Nearly P15 billion worth of incomplete and idle health projects remain unaccounted for under the Department of Health (DoH), including hundreds of so-called “haunted” super health centers that were built but never used.
The latest Commission on Audit (CoA) report flagged 123 projects worth P11.54 billion that were still unfinished beyond their contract periods.
DoH data showed that 319 out of 1,099 super health centers slated for construction from 2021 to 2024 — valued at P3 billion — were either incomplete or non-functional.
Senator Sherwin Gatchalian, during a Senate finance hearing on the 2025 DoH budget, said his team inspected 10 provincial health centers and found many to be structurally complete but non-operational. Some, he said, had been left idle for years.
“One drug treatment facility wasn’t finished, yet the report said it was completed. This indicates possible anomalies or corruption,” Gatchalian said, pointing to projects tied to controversial contractors, including the Discaya couple Sarah and Curlee.
According to Gatchalian, billions in unfinished DoH projects overlap with questionable transactions in other departments, raising suspicions of cross-agency anomalies. He said contractors appeared to be “seeking opportunities in various departments, wherever there’s money.”
The senator noted that almost P3 billion had been spent on idle facilities. He also cited the Philippine Children’s Hospital, which had requested P100 million for a building for children with cancer — roughly the cost of a single flood control project.
Critics said the problem lies not only with construction but with coordination. Health centers, in several cases, were turned over without staff, power supply, or budgets to operate them. Local government units claimed they had no funds to hire doctors or cover electricity costs, leaving completed facilities to rot.
Bataan 2nd District Representative Albert Garcia, who sponsored the DoH budget, insisted the structures were not “ghost projects.”
“The facilities exist, but they are not functioning because there are not enough healthcare professionals to run them. They are there, waiting to be activated,” he said.
Backlog admitted
Earlier, Health Secretary Ted Herbosa admitted that DoH coordination failures with LGUs caused the backlog and said his agency would work with the CoA and Ombudsman to improve transparency.
Justice Secretary Jesus Crispin Remulla confirmed that the Department of Justice has tried to convene a meeting to clarify allegations involving lawmakers and health projects but “there has been no response.”
“There was an attempt to set a meeting, but there has been no response. I’d rather it be done officially for transparency across the board, so there’s no ‘you said, she said,’” Remulla said.
He revealed that about 200 names surfaced in connection with questionable projects dating as far back as 2016, when many of those implicated were still in Congress.
“At that time, I was in Congress myself. There were rules that said don’t cross your territory. Each had their own area, and there was no treaty among us. We didn’t really talk about it as congressmen, but in reality, that was what was happening — it was probably an illegality,” he said.
Asked about Baguio City Mayor Benjamin Magalong’s claim that Secretary Herbosa was linked to the questionable projects, Remulla clarified that the projects “appeared to have been carried out much earlier, possibly in 2015,” before Herbosa assumed office.
The Justice chief underscored the need for official proceedings to untangle what appears to be a network of unfinished, mismanaged, and possibly anomalous health projects that continue to bleed billions in public funds.

§ **EXERCISE 1**
Rewrite the paragraph in the article on idle health projects that begins "Critics said the problem lies" as a short list that keeps its main facts.
§ **EXERCISE 2**
Answer these questions from the article on idle health projects:
(a) How many unfinished projects did the latest Commission on Audit report flag, and what were they worth?
(b) How many provincial health centers did Senator Gatchalian's team inspect?
(c) About how many names did Remulla say surfaced in connection with questionable projects?

§ **RECORD EXCERPTS**
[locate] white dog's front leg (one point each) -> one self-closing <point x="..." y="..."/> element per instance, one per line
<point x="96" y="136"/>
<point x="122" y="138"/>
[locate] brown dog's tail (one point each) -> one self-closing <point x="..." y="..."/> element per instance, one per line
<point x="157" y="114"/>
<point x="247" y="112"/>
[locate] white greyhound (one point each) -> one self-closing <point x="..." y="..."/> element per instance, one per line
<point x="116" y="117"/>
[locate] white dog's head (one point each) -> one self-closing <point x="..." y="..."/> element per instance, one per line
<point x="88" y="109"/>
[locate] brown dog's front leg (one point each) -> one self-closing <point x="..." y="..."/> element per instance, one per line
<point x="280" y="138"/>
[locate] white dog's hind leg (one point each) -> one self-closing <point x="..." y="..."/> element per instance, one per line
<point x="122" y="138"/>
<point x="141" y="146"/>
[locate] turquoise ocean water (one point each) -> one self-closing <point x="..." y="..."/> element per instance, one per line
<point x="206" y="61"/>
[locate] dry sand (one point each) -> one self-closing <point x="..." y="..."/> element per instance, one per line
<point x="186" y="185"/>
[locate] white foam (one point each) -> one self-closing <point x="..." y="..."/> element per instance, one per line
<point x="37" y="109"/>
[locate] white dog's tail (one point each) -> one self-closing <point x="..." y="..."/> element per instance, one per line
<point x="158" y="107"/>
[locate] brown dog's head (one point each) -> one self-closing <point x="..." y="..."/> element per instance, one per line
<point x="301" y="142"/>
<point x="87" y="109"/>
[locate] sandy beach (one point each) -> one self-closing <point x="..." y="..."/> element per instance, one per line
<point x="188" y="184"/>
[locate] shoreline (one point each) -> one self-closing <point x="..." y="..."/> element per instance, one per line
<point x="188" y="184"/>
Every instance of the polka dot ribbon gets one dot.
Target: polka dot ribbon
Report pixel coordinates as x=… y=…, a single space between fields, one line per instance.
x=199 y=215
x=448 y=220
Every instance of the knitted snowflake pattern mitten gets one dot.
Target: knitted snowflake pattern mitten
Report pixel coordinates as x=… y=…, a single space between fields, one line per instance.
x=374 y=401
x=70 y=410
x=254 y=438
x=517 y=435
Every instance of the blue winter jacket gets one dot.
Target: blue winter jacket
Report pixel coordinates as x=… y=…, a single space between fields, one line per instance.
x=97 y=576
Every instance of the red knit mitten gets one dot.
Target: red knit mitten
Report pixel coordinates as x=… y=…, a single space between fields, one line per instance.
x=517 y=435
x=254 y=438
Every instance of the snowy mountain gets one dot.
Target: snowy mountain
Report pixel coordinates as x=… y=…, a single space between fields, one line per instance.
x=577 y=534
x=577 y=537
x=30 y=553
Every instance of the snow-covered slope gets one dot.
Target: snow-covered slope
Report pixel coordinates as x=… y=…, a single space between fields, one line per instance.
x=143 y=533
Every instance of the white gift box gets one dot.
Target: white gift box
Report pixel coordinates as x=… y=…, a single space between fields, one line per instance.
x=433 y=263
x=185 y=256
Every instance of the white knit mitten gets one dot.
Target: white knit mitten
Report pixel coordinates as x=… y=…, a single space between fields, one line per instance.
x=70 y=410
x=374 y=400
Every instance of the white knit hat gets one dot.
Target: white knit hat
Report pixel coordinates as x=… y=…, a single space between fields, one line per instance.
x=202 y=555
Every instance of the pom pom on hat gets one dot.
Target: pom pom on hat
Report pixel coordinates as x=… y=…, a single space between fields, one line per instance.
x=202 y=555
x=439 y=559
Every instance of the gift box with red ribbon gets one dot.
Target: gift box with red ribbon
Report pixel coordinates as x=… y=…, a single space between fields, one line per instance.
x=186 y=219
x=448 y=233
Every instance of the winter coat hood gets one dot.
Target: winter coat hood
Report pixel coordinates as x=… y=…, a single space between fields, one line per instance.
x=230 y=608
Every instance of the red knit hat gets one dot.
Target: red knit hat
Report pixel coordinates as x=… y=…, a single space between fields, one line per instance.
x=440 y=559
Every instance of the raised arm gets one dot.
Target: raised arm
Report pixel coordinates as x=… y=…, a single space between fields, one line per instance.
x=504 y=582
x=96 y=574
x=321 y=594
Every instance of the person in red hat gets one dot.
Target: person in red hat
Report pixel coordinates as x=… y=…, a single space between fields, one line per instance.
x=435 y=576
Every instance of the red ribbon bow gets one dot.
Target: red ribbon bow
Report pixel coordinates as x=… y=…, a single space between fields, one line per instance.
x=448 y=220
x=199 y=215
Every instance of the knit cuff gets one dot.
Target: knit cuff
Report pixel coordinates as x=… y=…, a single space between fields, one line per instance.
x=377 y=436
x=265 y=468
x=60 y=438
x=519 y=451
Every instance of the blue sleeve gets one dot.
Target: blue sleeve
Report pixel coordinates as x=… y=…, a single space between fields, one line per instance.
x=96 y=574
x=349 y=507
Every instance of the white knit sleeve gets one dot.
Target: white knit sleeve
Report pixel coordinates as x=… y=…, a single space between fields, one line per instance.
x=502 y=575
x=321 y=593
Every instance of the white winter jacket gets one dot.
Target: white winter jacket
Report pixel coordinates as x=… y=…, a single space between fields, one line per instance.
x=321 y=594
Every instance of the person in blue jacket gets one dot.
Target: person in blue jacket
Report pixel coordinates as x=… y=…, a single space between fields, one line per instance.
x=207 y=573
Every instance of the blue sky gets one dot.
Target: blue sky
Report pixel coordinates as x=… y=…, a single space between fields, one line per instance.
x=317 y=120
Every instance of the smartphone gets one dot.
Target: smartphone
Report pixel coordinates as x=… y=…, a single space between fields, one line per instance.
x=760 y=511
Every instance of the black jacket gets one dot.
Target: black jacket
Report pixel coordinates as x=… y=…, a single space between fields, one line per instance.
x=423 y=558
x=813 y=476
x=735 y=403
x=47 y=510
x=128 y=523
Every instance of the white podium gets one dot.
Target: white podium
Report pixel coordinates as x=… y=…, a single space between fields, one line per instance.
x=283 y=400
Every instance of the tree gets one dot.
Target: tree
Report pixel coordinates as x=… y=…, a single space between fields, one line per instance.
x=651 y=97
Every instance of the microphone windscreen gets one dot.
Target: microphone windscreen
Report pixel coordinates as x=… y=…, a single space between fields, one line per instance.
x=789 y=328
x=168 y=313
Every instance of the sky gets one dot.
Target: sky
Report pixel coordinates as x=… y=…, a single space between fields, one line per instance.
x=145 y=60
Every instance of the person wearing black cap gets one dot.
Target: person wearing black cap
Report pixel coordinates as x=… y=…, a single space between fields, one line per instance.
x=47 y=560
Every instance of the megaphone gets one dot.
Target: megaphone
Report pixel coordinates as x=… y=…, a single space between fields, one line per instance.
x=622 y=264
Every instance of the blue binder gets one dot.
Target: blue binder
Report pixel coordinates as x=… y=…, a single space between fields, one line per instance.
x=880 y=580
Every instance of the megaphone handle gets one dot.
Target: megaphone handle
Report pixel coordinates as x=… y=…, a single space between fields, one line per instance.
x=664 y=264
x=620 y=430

§ **ANSWER SPACE 1**
- Critics blamed poor coordination as well as construction.
- In several cases, health centers were turned over without staff, power supply, or operating budgets.
- Local government units said they had no funds to hire doctors or pay for electricity.
- As a result, completed facilities were left to rot.

§ **ANSWER SPACE 2**
(a) 123 projects worth P11.54 billion.
(b) 10.
(c) About 200.